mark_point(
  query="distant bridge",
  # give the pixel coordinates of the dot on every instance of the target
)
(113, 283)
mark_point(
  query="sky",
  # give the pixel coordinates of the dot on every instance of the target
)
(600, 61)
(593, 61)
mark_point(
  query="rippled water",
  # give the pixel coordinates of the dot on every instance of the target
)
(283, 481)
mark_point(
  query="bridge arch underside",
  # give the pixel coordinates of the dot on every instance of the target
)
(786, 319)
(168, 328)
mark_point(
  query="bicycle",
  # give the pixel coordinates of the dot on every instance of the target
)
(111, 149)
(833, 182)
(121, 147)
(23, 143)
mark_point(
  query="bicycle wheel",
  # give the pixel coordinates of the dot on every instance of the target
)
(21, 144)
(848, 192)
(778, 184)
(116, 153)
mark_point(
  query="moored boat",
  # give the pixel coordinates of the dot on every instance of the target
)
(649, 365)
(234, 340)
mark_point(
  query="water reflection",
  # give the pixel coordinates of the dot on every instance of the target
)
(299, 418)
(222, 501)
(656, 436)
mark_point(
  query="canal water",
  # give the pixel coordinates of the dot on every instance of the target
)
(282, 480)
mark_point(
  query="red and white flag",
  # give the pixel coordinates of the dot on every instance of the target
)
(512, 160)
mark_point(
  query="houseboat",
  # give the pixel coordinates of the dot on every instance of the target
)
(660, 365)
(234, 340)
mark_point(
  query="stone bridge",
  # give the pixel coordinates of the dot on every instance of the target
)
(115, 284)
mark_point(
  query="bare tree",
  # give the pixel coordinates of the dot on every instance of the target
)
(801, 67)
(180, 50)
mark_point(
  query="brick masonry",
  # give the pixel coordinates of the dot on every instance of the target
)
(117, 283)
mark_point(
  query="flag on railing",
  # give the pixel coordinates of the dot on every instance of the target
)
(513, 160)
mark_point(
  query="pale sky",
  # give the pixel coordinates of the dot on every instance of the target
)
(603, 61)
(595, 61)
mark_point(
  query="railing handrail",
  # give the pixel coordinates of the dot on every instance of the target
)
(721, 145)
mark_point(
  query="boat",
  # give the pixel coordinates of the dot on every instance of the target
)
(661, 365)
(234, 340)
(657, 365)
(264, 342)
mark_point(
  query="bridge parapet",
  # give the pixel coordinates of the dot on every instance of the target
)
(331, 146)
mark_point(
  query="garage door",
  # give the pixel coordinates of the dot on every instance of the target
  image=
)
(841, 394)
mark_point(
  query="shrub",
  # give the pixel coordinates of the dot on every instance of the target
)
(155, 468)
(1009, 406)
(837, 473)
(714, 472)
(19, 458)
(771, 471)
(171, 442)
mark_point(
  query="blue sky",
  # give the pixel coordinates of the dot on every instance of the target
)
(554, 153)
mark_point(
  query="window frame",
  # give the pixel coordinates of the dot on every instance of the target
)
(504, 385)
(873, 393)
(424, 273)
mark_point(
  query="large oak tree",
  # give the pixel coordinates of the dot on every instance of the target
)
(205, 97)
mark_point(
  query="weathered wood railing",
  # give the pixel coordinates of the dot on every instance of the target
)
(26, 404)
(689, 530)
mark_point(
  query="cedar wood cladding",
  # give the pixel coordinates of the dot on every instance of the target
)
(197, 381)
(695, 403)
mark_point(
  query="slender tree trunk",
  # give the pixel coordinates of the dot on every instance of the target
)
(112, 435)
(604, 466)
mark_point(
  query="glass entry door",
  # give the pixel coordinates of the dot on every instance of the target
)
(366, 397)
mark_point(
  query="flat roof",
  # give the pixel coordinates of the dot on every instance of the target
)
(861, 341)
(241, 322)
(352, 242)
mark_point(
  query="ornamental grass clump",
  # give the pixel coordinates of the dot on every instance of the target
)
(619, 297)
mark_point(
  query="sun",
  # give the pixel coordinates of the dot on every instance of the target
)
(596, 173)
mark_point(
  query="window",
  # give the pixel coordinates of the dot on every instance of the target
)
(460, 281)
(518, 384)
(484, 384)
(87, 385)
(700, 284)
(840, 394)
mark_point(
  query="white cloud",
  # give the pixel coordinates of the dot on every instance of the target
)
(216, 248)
· · · · ·
Your objective: Each entry is to be returned in full, character for character.

Response below:
mark_point(
  query="distant bridge",
  # give the pixel coordinates of the dot on every instance of the target
)
(113, 283)
mark_point(
  query="sky",
  # give the pixel coordinates of the dot on every instance of the target
)
(600, 61)
(593, 61)
mark_point(
  query="rippled water",
  # give the pixel coordinates of the dot on every instance of the target
)
(283, 481)
mark_point(
  query="bridge arch underside",
  # give the pixel coordinates of the dot on every instance of the target
)
(786, 319)
(168, 328)
mark_point(
  query="bicycle",
  # give the pixel coordinates of the dot on every instance of the target
)
(111, 149)
(833, 182)
(121, 147)
(23, 143)
mark_point(
  query="bicycle wheel",
  # give the pixel coordinates of the dot on every instance of the target
)
(21, 144)
(848, 192)
(778, 184)
(116, 153)
mark_point(
  query="moored boat",
  # give the pixel coordinates of the dot on every instance of the target
)
(649, 365)
(234, 340)
mark_point(
  query="water reflection",
  # give the pixel coordinates of the dot on every instance of the target
)
(299, 418)
(222, 501)
(656, 436)
mark_point(
  query="canal water",
  # give the pixel coordinates of the dot on every instance of the target
)
(282, 480)
mark_point(
  query="red and white flag",
  # give the pixel coordinates of the dot on every instance of the target
)
(512, 160)
mark_point(
  query="houseboat",
  # give the pixel coordinates of the dot on every instance of the target
)
(660, 365)
(234, 340)
mark_point(
  query="stone bridge",
  # give the pixel coordinates of the dot on every instance of the target
)
(115, 284)
mark_point(
  query="bare tree",
  # give the pixel coordinates of the dot on every instance of the target
)
(801, 67)
(180, 50)
mark_point(
  query="brick masonry",
  # give the pixel coordinates of the dot on every instance of the target
)
(117, 283)
mark_point(
  query="flag on railing",
  # give the pixel coordinates of the dot on every instance of the target
)
(513, 160)
mark_point(
  query="pale sky",
  # give the pixel coordinates of the dot on every instance of the target
)
(603, 61)
(595, 61)
mark_point(
  query="railing handrail",
  # give the pixel coordinates of the dot on every instance of the target
)
(721, 145)
mark_point(
  query="boat",
  # give the pixel coordinates of the dot on every instance of the target
)
(661, 365)
(234, 340)
(657, 365)
(264, 342)
mark_point(
  query="bridge parapet",
  # give the pixel coordinates of the dot on every instance of the target
)
(331, 146)
mark_point(
  query="garage door",
  # give the pixel coordinates of the dot on every instance of the target
  image=
)
(841, 394)
mark_point(
  query="shrub",
  # give the pixel coordinates of the dot on every instance of the target
)
(155, 468)
(1009, 406)
(837, 473)
(714, 472)
(19, 458)
(771, 471)
(171, 442)
mark_point(
  query="blue sky",
  # give the pixel coordinates of the dot on every instance of the target
)
(554, 153)
mark_point(
  query="window frame",
  # give the pixel coordinates of the dot on every instance of the target
)
(504, 385)
(873, 393)
(424, 273)
mark_point(
  query="large oak tree",
  # give the pixel coordinates of the dot on every instance of the target
)
(205, 97)
mark_point(
  query="weathered wood railing",
  # give the pixel coordinates of the dot on every instance of the target
)
(26, 404)
(689, 530)
mark_point(
  query="cedar wood cladding",
  # give the pixel coordinates of the dot on every instance of the target
)
(197, 381)
(695, 403)
mark_point(
  query="slender tree trunk",
  # give the pixel coordinates of the dot on every instance of the target
)
(112, 435)
(604, 466)
mark_point(
  query="glass entry door",
  # give the pixel coordinates of the dot on every instance of the target
)
(366, 397)
mark_point(
  query="flat roof",
  # give the pixel coordinates of the dot on every instance of the target
)
(861, 341)
(241, 322)
(352, 242)
mark_point(
  query="ornamental grass clump",
  # give the pixel coordinates of the dot on every instance of the target
)
(619, 297)
mark_point(
  query="sun",
  # give the pixel coordinates of the dot on every instance of the target
)
(596, 173)
mark_point(
  query="window",
  # give the pixel coordinates of the dot on every instance of the target
)
(460, 281)
(518, 384)
(484, 384)
(87, 385)
(700, 284)
(840, 394)
mark_point(
  query="white cloud",
  # give the pixel coordinates of the dot on every instance of the target
)
(216, 248)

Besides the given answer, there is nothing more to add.